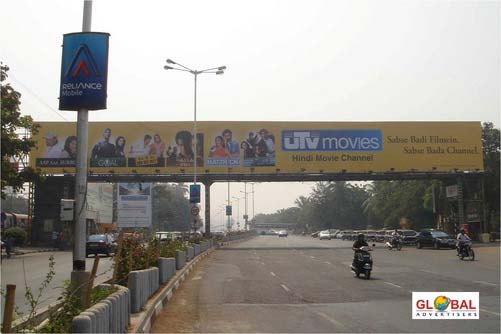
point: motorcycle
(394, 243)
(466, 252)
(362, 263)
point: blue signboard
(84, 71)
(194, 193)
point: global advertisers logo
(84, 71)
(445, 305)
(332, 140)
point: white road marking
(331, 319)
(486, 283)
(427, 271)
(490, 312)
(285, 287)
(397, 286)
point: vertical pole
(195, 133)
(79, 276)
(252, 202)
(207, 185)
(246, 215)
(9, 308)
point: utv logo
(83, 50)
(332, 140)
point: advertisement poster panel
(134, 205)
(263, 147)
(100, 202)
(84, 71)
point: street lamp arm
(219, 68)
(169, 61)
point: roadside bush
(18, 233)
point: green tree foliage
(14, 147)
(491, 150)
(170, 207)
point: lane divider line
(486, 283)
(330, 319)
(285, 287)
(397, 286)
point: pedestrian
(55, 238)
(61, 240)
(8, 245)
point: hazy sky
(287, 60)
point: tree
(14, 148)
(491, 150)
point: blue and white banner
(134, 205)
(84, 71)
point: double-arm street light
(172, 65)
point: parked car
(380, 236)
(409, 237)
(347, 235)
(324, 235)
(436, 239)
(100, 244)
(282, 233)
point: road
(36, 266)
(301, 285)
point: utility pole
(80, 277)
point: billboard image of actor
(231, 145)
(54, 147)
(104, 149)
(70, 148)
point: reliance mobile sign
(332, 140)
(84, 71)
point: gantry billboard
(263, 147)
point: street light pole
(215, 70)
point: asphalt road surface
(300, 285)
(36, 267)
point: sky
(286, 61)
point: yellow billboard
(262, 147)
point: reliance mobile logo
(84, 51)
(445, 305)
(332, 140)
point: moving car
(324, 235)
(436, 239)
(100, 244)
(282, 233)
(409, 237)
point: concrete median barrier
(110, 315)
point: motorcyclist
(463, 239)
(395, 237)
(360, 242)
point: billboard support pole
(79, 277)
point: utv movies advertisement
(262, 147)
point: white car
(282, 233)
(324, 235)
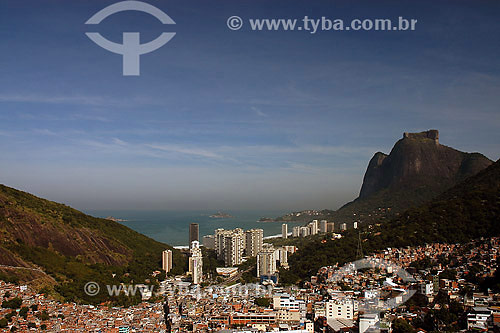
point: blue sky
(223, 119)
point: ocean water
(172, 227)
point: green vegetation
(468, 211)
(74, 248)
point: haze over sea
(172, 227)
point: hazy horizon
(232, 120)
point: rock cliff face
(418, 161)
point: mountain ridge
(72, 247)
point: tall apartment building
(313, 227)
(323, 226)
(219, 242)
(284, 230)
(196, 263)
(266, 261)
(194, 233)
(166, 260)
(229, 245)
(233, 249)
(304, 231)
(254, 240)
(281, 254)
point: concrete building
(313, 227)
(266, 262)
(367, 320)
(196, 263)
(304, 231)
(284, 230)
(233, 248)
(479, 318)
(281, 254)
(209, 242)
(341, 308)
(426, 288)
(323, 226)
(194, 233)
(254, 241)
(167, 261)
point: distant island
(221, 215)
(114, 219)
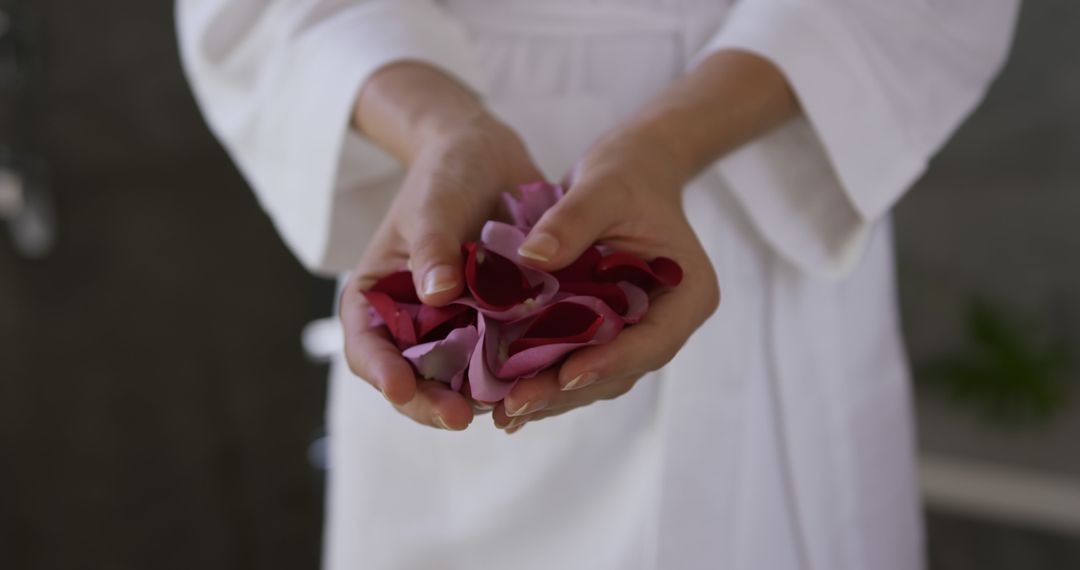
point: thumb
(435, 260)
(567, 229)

:: INSTRUCTION ::
Set out the material above as a Markdown table with two columns, No. for the row number and Entry for the line, skipping any blank lines. Leave the pictures out of your answer.

:: EXERCISE RESULT ::
| No. | Entry |
|---|---|
| 1 | point: motorcycle |
| 2 | (394, 243) |
| 3 | (466, 252) |
| 4 | (362, 263) |
| 5 | point: blue signboard |
| 6 | (84, 71) |
| 7 | (194, 193) |
| 8 | point: global advertisers logo |
| 9 | (84, 71) |
| 10 | (445, 305) |
| 11 | (332, 140) |
| 12 | point: white road marking |
| 13 | (331, 319) |
| 14 | (486, 283) |
| 15 | (427, 271) |
| 16 | (490, 312) |
| 17 | (285, 287) |
| 18 | (397, 286) |
| 19 | point: vertical pole |
| 20 | (195, 133) |
| 21 | (79, 276) |
| 22 | (252, 202) |
| 23 | (207, 185) |
| 24 | (246, 215) |
| 25 | (9, 308) |
| 26 | point: utv logo |
| 27 | (83, 50) |
| 28 | (332, 140) |
| 29 | point: advertisement poster panel |
| 30 | (134, 205) |
| 31 | (263, 147) |
| 32 | (100, 202) |
| 33 | (84, 71) |
| 34 | point: street lamp arm |
| 35 | (219, 68) |
| 36 | (169, 61) |
| 37 | point: roadside bush |
| 38 | (18, 233) |
| 39 | point: green tree foliage |
| 40 | (14, 147) |
| 41 | (491, 150) |
| 42 | (170, 207) |
| 43 | point: lane divider line |
| 44 | (486, 283) |
| 45 | (330, 319) |
| 46 | (285, 287) |
| 47 | (397, 286) |
| 48 | point: pedestrian |
| 49 | (55, 238) |
| 50 | (61, 240) |
| 51 | (8, 245) |
| 52 | point: hazy sky |
| 53 | (287, 60) |
| 54 | point: tree |
| 55 | (14, 148) |
| 56 | (491, 150) |
| 57 | point: blue and white banner |
| 58 | (134, 205) |
| 59 | (84, 71) |
| 60 | point: double-arm street light |
| 61 | (172, 65) |
| 62 | point: parked car |
| 63 | (380, 236) |
| 64 | (409, 237) |
| 65 | (347, 235) |
| 66 | (324, 235) |
| 67 | (436, 239) |
| 68 | (100, 244) |
| 69 | (282, 233) |
| 70 | point: road |
| 71 | (36, 266) |
| 72 | (301, 285) |
| 73 | point: utility pole |
| 74 | (80, 277) |
| 75 | point: billboard image of actor |
| 76 | (231, 145) |
| 77 | (54, 147) |
| 78 | (104, 149) |
| 79 | (70, 148) |
| 80 | point: reliance mobile sign |
| 81 | (332, 140) |
| 82 | (84, 71) |
| 83 | point: gantry billboard |
| 84 | (263, 147) |
| 85 | point: street light pole |
| 86 | (215, 70) |
| 87 | point: asphalt road surface |
| 88 | (300, 285) |
| 89 | (36, 267) |
| 90 | point: sky |
| 91 | (286, 61) |
| 92 | point: yellow billboard |
| 93 | (262, 147) |
| 94 | point: reliance mobile logo |
| 95 | (84, 51) |
| 96 | (445, 305) |
| 97 | (332, 140) |
| 98 | point: moving car |
| 99 | (324, 235) |
| 100 | (436, 239) |
| 101 | (100, 244) |
| 102 | (282, 233) |
| 103 | (409, 237) |
| 104 | point: concrete median barrier |
| 105 | (110, 315) |
| 106 | point: motorcyclist |
| 107 | (463, 239) |
| 108 | (395, 237) |
| 109 | (360, 242) |
| 110 | point: billboard support pole |
| 111 | (79, 277) |
| 112 | point: utv movies advertisement |
| 113 | (262, 147) |
| 114 | point: white car |
| 115 | (282, 233) |
| 116 | (324, 235) |
| 117 | point: blue sky |
| 118 | (223, 119) |
| 119 | point: ocean water |
| 120 | (172, 227) |
| 121 | point: green vegetation |
| 122 | (468, 211) |
| 123 | (74, 248) |
| 124 | point: haze over sea |
| 125 | (172, 227) |
| 126 | point: hazy horizon |
| 127 | (232, 120) |
| 128 | point: rock cliff face |
| 129 | (418, 161) |
| 130 | point: mountain ridge |
| 131 | (72, 247) |
| 132 | point: tall apartment building |
| 133 | (313, 227) |
| 134 | (323, 226) |
| 135 | (219, 242) |
| 136 | (284, 230) |
| 137 | (196, 263) |
| 138 | (266, 261) |
| 139 | (194, 233) |
| 140 | (166, 260) |
| 141 | (229, 245) |
| 142 | (233, 249) |
| 143 | (304, 231) |
| 144 | (254, 240) |
| 145 | (281, 254) |
| 146 | point: concrete building |
| 147 | (313, 227) |
| 148 | (266, 262) |
| 149 | (367, 320) |
| 150 | (196, 263) |
| 151 | (304, 231) |
| 152 | (284, 230) |
| 153 | (233, 248) |
| 154 | (479, 318) |
| 155 | (281, 254) |
| 156 | (209, 242) |
| 157 | (341, 308) |
| 158 | (426, 288) |
| 159 | (323, 226) |
| 160 | (194, 233) |
| 161 | (254, 241) |
| 162 | (167, 261) |
| 163 | point: distant island |
| 164 | (221, 215) |
| 165 | (114, 219) |
| 166 | point: thumb |
| 167 | (435, 260) |
| 168 | (567, 229) |